(Dataset rows)
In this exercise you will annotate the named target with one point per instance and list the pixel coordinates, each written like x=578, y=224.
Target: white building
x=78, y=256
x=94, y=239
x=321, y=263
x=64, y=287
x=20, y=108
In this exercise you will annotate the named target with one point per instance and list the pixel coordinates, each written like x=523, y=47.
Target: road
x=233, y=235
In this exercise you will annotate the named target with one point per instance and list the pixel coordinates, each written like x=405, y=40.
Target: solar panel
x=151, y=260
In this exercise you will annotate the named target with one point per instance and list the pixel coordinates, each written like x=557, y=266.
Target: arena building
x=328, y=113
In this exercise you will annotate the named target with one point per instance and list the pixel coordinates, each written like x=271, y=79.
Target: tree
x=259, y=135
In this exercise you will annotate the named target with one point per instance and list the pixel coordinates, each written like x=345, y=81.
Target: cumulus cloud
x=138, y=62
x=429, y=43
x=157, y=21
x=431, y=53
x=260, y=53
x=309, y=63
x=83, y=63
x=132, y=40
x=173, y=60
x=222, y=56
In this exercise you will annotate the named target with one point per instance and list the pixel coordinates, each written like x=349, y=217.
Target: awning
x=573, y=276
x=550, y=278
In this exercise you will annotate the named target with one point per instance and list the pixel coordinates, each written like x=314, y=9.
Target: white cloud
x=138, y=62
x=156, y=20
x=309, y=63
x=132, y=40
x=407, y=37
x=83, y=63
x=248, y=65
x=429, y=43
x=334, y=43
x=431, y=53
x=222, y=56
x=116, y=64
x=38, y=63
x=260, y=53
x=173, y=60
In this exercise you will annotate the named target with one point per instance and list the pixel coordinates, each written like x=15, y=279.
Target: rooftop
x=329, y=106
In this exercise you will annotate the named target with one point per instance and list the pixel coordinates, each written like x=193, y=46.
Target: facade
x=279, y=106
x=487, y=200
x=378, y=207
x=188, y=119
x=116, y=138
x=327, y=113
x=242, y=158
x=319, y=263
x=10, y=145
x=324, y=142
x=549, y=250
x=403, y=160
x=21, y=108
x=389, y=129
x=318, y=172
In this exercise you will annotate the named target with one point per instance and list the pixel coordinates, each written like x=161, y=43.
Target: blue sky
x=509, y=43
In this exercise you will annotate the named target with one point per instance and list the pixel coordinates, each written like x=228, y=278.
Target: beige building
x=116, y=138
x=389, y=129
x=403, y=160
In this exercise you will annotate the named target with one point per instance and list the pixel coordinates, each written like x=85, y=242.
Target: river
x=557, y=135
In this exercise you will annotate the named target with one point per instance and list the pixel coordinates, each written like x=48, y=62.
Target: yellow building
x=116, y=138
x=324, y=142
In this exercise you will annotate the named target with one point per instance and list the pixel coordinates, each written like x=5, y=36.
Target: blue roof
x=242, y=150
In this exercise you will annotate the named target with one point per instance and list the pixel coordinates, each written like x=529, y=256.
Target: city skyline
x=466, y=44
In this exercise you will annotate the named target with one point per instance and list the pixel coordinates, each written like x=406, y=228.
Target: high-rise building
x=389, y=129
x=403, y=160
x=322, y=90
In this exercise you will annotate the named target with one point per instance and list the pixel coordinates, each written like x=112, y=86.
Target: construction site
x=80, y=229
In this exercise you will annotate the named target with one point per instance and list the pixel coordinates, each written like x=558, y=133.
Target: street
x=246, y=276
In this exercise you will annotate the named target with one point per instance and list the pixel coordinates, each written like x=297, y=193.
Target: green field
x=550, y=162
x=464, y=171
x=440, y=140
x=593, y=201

Short problem – Exactly repeat the lines from the line that contains "like x=228, y=278." to the end of the entries, both included, and leave out all other lines.

Reply to the task –
In this exercise you will annotate the named target with one point per instance and list the pixel coordinates, each written like x=228, y=278.
Target: beige building
x=116, y=138
x=389, y=129
x=403, y=160
In this exercise you will annotate the named target with one point per instance and list the pixel coordinates, each written like x=85, y=242.
Target: river
x=557, y=135
In this exercise you will annotate the named target with one point per instance and list the pixel coordinates, each written like x=48, y=62.
Target: yellow building
x=116, y=138
x=324, y=142
In this exercise you will annotate the named target with one point per instance and list the pixel coordinates, each written like x=5, y=36.
Target: blue roof
x=242, y=150
In this exercise you will annotate the named target with one point per instance and list the pixel coordinates, each written like x=529, y=256.
Target: city skyline
x=466, y=44
In this exercise you will annotate the named target with one point per instance and list the pixel coordinates, each written like x=406, y=228.
Target: high-rise building
x=389, y=129
x=403, y=160
x=322, y=90
In this exercise you will annotate the named target with one point per instance and list the pixel coordinates, each written like x=112, y=86.
Target: construction site
x=80, y=229
In this exercise you will annotate the named target with one point per instance and list the pixel coordinates, each written like x=558, y=133.
Target: street
x=246, y=276
In this exercise you will annotate the named target with one point per instance and list the pixel coordinates, each written like x=297, y=193.
Target: green field
x=550, y=162
x=464, y=171
x=440, y=140
x=593, y=201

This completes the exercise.